(Entries from a dataset)
_____
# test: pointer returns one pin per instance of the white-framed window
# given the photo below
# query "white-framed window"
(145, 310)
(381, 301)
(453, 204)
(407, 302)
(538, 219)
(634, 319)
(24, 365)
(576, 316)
_____
Edit the data above by changing "white-framed window" to "white-framed pane" everywhere it occurs, leaving the rest of the lines as they are.

# test: pointer returns one pin per instance of the white-framed pane
# given the photo below
# query "white-framed pane"
(145, 310)
(381, 301)
(453, 204)
(407, 302)
(538, 219)
(634, 319)
(24, 365)
(576, 316)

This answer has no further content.